[Start Raw data]

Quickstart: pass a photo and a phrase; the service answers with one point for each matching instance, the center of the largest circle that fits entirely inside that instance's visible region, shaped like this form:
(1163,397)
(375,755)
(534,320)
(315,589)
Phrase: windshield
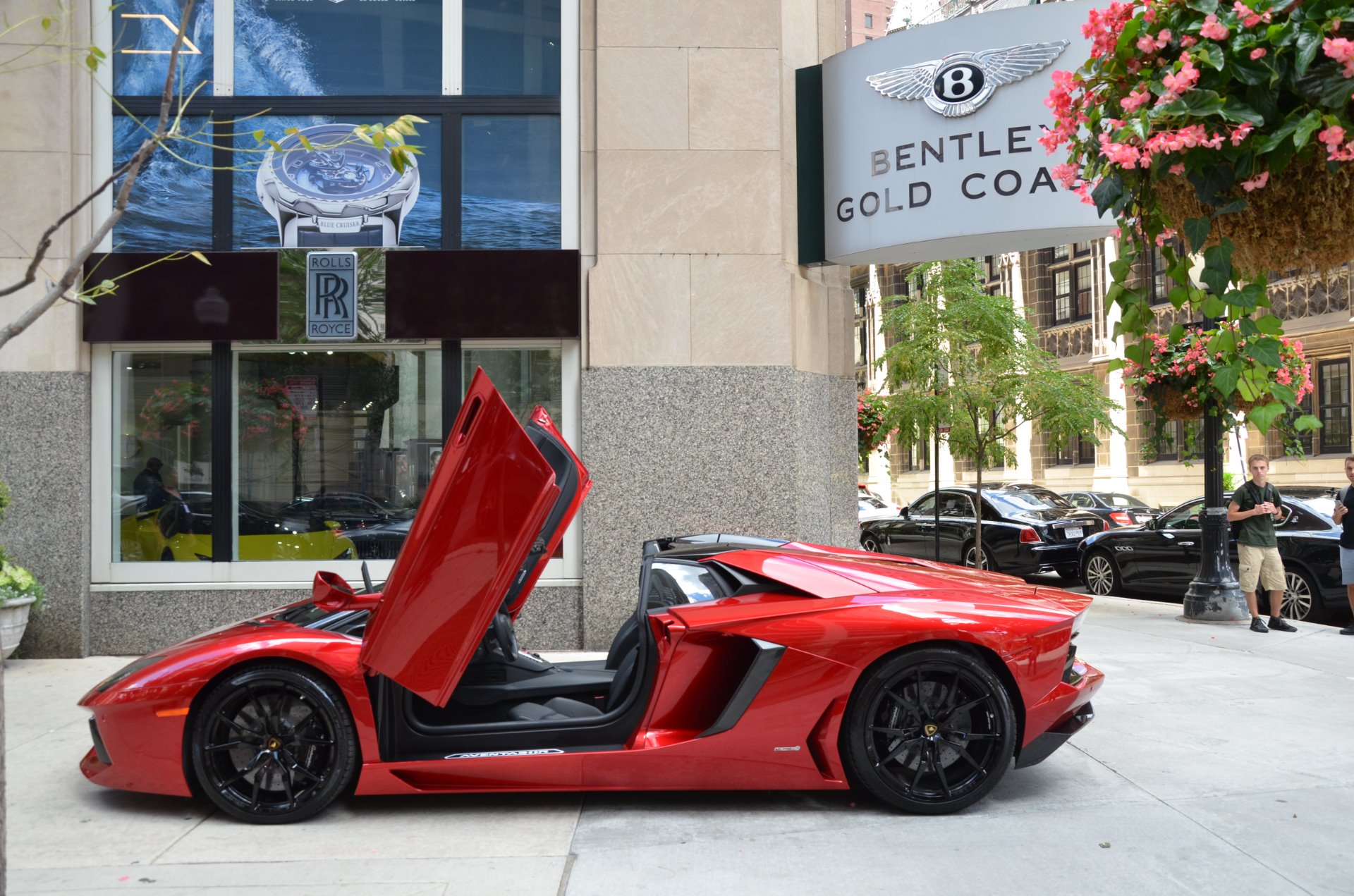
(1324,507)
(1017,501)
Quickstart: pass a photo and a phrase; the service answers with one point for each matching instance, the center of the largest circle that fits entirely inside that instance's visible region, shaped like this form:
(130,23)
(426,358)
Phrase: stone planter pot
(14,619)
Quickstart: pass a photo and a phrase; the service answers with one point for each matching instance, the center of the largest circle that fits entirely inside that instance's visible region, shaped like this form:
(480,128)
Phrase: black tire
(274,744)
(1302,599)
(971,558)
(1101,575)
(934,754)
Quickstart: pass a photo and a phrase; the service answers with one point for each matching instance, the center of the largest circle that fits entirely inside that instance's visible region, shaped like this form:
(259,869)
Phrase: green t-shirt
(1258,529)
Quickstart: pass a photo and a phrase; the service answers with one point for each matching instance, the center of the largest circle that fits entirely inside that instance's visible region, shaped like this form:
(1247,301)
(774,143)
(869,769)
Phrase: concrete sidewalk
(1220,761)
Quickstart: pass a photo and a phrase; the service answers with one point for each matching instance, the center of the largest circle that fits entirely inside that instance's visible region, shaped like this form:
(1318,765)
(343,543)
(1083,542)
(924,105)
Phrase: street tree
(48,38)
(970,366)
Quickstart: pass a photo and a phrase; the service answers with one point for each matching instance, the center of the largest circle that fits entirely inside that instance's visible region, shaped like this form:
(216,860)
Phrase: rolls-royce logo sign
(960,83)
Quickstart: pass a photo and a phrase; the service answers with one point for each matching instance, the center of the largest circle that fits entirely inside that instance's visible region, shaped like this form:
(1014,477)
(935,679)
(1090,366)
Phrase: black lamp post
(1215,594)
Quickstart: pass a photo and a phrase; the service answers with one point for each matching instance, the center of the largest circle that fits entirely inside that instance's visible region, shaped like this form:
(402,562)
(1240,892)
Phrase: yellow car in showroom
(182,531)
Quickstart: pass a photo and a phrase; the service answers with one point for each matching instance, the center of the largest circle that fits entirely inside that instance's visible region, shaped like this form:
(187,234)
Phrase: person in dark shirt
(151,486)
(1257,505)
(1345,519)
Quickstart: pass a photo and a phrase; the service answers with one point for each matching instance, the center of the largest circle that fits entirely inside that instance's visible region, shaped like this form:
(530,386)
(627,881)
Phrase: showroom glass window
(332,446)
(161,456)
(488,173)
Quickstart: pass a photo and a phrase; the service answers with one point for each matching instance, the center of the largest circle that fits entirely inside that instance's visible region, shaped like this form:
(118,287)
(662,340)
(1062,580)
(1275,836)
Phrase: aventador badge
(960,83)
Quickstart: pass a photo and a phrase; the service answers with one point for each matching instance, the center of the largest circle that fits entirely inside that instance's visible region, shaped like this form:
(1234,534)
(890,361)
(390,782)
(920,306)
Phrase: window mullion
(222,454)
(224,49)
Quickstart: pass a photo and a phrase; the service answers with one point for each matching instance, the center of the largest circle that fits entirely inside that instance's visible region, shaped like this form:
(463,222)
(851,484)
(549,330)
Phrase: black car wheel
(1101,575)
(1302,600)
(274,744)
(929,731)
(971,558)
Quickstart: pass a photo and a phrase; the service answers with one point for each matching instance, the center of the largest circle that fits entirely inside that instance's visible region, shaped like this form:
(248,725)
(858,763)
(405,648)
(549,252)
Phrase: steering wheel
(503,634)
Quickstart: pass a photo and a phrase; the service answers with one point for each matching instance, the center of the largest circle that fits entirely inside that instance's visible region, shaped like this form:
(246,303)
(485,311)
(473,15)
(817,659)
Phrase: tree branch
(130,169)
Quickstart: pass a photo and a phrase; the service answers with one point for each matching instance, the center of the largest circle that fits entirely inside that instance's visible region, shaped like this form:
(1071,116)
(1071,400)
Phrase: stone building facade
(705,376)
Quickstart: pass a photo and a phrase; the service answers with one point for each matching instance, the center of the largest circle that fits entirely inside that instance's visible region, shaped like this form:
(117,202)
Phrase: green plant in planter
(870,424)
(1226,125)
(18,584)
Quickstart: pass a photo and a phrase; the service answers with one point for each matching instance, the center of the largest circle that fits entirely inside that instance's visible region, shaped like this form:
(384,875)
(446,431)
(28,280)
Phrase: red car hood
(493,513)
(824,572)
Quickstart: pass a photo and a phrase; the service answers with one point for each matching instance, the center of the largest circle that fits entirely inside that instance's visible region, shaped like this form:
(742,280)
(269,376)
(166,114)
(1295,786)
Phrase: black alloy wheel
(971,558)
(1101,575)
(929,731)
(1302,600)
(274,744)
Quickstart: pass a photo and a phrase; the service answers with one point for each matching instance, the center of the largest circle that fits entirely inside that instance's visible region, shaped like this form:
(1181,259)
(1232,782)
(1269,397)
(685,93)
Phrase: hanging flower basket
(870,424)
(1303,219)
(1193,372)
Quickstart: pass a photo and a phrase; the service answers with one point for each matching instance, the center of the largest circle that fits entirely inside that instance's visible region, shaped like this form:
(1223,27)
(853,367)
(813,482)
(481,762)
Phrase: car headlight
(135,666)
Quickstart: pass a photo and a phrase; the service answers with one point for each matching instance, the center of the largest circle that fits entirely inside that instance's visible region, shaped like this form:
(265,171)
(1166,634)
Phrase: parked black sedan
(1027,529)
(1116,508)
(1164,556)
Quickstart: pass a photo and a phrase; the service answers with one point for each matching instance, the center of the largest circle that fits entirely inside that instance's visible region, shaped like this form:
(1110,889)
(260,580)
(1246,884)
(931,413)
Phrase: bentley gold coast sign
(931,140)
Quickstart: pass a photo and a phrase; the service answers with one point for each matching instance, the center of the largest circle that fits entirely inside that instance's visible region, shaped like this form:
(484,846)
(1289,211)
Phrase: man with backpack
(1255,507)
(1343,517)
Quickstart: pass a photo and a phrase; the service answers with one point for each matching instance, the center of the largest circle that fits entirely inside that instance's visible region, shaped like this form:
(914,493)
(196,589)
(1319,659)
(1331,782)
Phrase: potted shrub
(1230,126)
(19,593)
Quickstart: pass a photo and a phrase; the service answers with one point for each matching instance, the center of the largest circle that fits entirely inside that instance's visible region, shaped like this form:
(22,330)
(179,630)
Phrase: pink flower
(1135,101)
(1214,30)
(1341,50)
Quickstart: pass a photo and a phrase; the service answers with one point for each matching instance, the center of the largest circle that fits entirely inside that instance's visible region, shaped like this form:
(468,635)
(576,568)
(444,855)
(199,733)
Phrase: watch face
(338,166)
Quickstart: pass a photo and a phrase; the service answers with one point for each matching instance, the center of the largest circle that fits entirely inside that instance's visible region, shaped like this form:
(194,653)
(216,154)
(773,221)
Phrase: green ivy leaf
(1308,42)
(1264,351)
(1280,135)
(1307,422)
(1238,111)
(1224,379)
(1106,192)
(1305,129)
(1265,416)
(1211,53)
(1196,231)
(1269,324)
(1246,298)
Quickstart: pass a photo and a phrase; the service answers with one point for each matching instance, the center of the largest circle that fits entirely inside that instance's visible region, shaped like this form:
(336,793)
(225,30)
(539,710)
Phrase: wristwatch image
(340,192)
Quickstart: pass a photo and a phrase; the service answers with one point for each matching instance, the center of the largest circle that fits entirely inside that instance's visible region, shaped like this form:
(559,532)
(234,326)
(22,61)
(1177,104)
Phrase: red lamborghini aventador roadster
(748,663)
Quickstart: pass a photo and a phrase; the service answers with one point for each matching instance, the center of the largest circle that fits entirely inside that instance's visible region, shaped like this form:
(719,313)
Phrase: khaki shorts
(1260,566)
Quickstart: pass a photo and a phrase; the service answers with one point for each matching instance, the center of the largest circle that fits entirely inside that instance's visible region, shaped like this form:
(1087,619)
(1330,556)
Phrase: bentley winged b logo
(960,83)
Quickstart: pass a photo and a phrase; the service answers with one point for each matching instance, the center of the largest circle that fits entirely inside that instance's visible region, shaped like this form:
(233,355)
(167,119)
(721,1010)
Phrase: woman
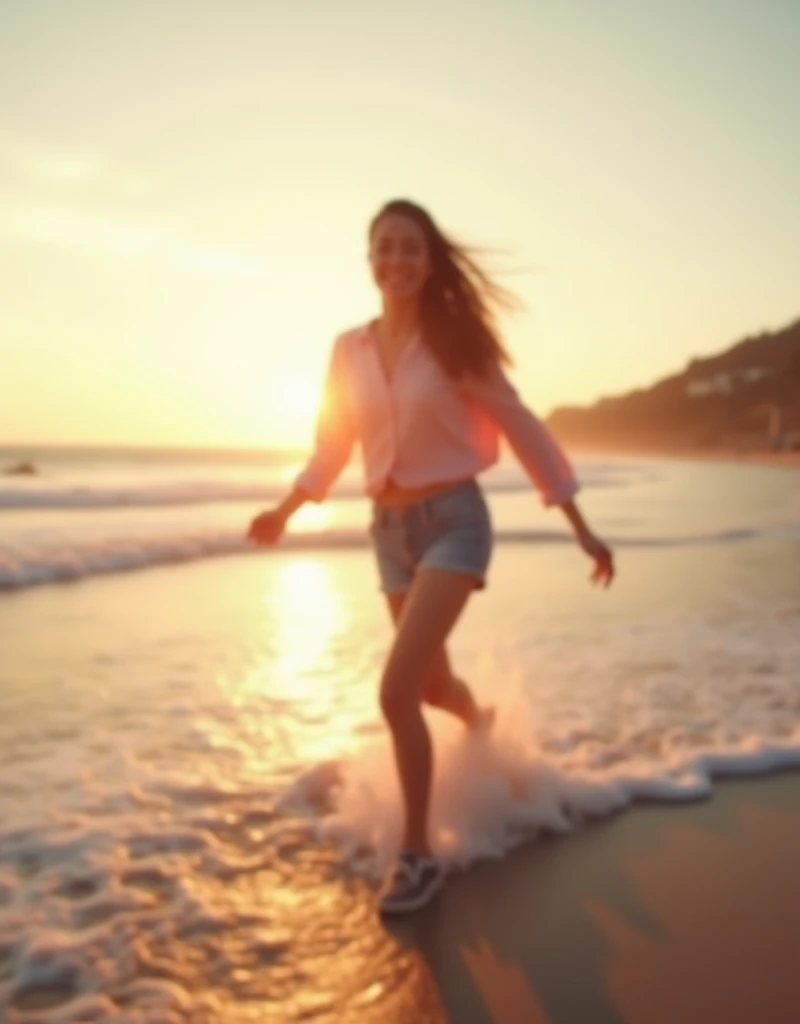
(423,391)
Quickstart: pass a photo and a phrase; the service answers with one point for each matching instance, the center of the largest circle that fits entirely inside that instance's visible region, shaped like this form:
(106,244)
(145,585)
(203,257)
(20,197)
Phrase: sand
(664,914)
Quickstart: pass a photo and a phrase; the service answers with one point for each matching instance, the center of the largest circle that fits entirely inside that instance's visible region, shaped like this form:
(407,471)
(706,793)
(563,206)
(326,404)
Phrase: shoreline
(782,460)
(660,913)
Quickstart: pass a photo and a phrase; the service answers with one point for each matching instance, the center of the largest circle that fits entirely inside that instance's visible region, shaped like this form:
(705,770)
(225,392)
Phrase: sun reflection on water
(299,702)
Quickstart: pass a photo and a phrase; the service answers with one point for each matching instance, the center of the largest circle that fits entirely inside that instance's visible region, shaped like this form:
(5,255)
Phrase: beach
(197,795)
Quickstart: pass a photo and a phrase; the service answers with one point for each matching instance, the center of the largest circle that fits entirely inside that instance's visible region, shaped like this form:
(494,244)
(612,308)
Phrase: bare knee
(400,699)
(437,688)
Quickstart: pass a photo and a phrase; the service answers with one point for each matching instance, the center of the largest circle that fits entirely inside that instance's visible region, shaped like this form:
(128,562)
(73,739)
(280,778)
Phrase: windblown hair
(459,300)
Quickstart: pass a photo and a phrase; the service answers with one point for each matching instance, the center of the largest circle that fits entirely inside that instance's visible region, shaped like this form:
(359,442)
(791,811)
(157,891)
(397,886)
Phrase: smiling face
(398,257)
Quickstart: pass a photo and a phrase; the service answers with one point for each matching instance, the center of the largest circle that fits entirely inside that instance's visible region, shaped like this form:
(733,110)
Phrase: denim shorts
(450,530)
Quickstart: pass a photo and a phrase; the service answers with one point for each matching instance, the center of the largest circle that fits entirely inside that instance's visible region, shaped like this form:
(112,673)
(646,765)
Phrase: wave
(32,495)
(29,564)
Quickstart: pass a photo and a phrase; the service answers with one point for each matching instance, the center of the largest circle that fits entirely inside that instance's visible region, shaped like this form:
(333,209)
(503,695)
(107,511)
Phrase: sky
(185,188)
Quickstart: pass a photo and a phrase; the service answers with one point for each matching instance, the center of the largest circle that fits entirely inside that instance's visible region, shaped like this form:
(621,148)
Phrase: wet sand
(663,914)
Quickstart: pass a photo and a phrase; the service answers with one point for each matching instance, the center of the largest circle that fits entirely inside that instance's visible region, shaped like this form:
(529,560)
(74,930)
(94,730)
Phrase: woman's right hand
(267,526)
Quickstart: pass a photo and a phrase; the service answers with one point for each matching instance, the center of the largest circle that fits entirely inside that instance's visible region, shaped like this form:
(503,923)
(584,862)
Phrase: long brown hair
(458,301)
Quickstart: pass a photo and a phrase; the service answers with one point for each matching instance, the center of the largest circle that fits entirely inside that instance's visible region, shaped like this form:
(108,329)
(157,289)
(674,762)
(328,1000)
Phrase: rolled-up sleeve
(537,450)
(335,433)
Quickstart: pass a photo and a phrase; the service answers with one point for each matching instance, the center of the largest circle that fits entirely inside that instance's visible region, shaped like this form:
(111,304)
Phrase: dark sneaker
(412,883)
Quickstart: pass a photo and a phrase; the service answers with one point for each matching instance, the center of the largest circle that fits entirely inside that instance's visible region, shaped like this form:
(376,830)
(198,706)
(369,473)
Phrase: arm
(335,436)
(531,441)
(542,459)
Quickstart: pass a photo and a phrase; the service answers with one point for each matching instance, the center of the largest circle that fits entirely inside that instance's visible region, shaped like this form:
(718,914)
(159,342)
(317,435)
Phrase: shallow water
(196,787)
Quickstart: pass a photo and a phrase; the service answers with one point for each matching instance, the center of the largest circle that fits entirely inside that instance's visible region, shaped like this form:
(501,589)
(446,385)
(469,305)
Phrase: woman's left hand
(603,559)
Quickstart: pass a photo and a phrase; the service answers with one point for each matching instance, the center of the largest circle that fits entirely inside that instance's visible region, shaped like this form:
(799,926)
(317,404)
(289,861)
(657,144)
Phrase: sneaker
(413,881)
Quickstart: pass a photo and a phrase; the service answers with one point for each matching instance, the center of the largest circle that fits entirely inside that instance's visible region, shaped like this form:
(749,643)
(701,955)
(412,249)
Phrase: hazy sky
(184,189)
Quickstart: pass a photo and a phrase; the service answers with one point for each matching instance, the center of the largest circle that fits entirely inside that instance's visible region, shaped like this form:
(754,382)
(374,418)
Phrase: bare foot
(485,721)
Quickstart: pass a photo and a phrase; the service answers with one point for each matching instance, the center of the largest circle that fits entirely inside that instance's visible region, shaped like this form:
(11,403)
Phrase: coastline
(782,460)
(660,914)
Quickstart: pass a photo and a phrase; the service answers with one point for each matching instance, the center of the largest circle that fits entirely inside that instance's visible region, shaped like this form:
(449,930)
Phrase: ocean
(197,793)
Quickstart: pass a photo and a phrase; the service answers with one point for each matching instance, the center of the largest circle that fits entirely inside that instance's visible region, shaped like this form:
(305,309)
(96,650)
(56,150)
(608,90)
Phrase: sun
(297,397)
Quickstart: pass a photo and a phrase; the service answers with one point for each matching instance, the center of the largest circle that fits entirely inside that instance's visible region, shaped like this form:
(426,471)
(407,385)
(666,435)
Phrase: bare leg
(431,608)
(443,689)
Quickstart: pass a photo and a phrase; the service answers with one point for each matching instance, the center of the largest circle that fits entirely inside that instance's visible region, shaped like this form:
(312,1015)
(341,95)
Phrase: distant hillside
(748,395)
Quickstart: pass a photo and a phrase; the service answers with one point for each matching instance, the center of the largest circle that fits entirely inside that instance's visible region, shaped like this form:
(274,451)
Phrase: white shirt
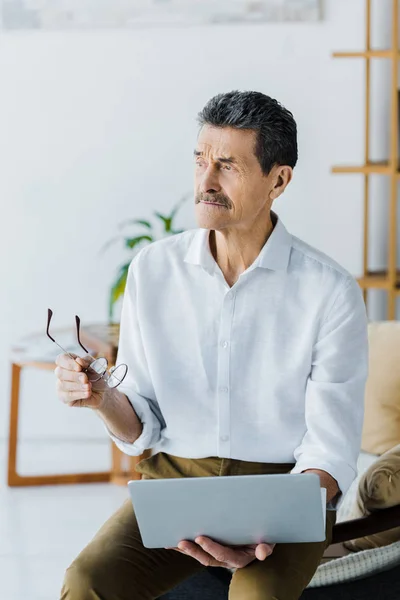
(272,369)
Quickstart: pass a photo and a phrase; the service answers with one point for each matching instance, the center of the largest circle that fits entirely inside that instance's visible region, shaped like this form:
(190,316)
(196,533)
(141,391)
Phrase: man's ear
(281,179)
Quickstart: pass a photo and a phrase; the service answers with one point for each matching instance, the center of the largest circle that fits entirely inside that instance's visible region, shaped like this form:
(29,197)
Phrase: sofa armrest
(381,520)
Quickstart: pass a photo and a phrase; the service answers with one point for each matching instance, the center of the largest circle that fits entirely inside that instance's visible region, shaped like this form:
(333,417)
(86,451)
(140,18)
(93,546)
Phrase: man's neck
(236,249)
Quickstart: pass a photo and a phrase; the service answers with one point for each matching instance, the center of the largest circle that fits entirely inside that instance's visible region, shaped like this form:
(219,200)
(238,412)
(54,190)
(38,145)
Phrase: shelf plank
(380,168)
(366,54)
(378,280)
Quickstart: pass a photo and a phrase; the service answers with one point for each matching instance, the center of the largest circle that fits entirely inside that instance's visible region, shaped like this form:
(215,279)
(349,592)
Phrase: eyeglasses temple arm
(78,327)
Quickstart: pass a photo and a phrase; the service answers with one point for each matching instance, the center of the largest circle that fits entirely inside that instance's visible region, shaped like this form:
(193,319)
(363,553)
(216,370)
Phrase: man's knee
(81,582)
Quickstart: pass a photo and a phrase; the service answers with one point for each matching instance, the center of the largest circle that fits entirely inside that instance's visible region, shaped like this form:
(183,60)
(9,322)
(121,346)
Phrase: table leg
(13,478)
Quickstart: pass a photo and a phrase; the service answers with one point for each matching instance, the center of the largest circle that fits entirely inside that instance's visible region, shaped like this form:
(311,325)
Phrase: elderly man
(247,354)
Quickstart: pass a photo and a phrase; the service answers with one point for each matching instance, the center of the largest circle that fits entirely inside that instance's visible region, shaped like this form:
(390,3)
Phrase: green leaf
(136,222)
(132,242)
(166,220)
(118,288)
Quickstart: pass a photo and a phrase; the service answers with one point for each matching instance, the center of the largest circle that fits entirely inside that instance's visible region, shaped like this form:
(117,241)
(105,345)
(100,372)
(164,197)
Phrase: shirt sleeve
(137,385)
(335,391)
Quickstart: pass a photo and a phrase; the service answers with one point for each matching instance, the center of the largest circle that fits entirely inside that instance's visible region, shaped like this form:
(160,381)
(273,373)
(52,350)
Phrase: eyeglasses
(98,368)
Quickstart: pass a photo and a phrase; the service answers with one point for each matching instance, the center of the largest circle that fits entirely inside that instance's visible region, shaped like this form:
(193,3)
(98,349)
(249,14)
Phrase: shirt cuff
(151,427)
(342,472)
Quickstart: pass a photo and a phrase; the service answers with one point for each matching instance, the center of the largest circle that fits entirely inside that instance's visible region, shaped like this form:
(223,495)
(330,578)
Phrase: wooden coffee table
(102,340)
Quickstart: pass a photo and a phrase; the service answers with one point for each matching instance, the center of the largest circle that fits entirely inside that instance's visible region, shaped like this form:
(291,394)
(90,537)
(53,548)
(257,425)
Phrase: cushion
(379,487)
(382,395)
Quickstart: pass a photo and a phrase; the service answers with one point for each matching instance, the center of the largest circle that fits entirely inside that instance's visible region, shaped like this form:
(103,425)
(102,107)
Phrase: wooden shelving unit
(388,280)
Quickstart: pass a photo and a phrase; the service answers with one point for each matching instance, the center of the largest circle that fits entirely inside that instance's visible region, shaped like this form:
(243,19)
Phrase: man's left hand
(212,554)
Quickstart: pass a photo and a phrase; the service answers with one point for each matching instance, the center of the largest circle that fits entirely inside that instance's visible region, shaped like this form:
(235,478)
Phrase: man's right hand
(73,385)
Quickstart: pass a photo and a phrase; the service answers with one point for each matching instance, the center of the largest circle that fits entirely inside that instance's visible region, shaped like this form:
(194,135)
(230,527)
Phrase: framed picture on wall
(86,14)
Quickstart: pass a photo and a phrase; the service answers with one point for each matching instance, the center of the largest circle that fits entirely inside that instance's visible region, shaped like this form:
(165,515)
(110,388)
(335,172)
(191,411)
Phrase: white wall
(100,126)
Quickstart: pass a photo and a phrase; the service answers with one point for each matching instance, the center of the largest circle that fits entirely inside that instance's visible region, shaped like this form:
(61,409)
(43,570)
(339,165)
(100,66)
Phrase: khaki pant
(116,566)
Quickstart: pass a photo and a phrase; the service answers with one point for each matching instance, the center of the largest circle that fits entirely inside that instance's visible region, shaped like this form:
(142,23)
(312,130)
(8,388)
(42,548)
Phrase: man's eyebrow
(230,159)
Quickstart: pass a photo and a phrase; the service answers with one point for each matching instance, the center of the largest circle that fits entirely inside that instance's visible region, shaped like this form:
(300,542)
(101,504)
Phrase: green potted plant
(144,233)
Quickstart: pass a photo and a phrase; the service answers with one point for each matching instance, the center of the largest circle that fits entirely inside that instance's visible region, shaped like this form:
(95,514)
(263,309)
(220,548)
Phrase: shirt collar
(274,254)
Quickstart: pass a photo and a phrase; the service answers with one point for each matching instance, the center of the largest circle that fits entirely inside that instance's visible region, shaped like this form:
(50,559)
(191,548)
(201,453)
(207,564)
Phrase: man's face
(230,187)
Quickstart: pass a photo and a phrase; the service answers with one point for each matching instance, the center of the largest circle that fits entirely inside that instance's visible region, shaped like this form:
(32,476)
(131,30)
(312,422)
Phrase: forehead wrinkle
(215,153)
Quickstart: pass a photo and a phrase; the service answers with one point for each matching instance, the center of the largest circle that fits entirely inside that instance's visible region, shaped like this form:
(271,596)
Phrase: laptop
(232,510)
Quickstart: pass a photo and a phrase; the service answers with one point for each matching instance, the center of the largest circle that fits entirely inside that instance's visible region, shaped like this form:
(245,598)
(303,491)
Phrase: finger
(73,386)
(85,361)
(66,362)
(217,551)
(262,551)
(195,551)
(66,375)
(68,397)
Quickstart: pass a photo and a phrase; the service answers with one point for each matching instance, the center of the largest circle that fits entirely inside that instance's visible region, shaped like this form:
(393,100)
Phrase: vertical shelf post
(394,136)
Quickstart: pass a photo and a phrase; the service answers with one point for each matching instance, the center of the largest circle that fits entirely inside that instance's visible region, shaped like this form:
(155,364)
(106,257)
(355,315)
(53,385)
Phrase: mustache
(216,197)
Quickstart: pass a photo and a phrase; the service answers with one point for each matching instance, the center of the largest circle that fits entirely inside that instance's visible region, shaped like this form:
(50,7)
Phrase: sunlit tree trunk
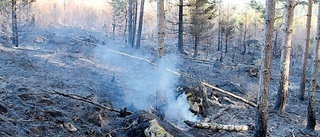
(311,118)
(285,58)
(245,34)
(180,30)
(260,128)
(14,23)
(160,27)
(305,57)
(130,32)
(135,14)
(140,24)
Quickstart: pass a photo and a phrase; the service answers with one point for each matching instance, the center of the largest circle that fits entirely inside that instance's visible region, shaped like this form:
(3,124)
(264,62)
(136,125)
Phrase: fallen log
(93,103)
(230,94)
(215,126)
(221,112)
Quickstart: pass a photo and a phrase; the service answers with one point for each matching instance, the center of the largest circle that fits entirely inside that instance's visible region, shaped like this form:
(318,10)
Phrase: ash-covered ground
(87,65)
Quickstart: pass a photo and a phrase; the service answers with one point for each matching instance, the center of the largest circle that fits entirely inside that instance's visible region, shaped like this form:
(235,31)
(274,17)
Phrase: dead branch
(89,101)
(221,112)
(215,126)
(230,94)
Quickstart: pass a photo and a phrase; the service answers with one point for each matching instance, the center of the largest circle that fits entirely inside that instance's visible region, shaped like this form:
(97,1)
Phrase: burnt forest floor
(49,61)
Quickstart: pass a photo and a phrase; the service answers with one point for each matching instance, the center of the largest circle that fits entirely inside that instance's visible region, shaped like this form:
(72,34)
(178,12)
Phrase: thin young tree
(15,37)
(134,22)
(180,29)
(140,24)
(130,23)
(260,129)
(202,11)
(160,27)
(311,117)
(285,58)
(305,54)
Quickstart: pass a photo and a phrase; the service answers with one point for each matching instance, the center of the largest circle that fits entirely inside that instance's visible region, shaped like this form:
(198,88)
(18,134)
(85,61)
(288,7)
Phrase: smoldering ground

[End Raw data]

Instructions to follow ::
Pull out every line of the rows above that contains the string "table". Case is significant.

Final answer ::
Phrase: table leg
Phrase: wooden coffee table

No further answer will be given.